Please output each entry exactly as it appears.

* * * * * * * * *

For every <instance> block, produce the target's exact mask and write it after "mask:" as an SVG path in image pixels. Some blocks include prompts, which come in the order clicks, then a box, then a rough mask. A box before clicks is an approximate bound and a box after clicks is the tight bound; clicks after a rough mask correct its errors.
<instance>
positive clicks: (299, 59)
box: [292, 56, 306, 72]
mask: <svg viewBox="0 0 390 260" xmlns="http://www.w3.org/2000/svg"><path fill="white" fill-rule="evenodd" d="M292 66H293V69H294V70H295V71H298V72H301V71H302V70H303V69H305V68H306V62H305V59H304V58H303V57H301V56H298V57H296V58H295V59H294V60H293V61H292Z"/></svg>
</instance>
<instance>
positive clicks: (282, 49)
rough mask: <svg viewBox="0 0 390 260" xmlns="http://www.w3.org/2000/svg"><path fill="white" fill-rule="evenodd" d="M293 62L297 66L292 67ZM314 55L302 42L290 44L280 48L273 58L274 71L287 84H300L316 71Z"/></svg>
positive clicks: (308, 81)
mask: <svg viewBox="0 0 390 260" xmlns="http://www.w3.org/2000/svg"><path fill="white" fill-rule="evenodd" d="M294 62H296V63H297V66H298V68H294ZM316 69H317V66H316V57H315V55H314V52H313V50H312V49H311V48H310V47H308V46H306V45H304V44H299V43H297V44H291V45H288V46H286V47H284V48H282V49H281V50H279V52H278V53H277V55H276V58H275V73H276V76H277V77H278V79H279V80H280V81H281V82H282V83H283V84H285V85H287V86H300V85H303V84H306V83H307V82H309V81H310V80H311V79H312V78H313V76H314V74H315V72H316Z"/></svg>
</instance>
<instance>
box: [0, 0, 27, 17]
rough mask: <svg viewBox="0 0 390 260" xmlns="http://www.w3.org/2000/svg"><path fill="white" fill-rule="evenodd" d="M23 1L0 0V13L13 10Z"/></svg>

* * * * * * * * *

# Answer box
For every <instance> block, produce the target's exact mask and write it after "mask:" as an SVG path in image pixels. Some blocks include prompts, which come in the order clicks, then a box, then a rough mask. A box before clicks is an approximate bound and a box after clicks is the tight bound; clicks after a rough mask correct its errors.
<instance>
positive clicks: (299, 59)
box: [292, 56, 306, 72]
mask: <svg viewBox="0 0 390 260" xmlns="http://www.w3.org/2000/svg"><path fill="white" fill-rule="evenodd" d="M292 66H293V69H294V70H295V71H298V72H301V71H302V70H303V69H305V68H306V62H305V59H304V58H303V57H301V56H298V57H296V58H295V59H294V60H293V61H292Z"/></svg>
</instance>
<instance>
positive clicks: (282, 49)
rough mask: <svg viewBox="0 0 390 260" xmlns="http://www.w3.org/2000/svg"><path fill="white" fill-rule="evenodd" d="M293 62L297 66L292 67ZM314 55L302 42L290 44L280 48L273 58L274 71L287 84H300L316 71Z"/></svg>
positive clicks: (308, 81)
mask: <svg viewBox="0 0 390 260" xmlns="http://www.w3.org/2000/svg"><path fill="white" fill-rule="evenodd" d="M294 62H296V63H297V66H298V68H294ZM316 69H317V66H316V57H315V55H314V52H313V50H312V49H311V48H310V47H308V46H306V45H304V44H299V43H297V44H291V45H288V46H286V47H284V48H282V49H281V50H279V52H278V53H277V55H276V58H275V73H276V76H277V77H278V79H279V80H280V81H281V82H282V83H283V84H285V85H287V86H300V85H303V84H306V83H307V82H309V81H310V80H311V79H312V78H313V76H314V74H315V72H316Z"/></svg>
</instance>
<instance>
box: [0, 0, 27, 17]
rough mask: <svg viewBox="0 0 390 260" xmlns="http://www.w3.org/2000/svg"><path fill="white" fill-rule="evenodd" d="M23 1L0 0V13L13 10Z"/></svg>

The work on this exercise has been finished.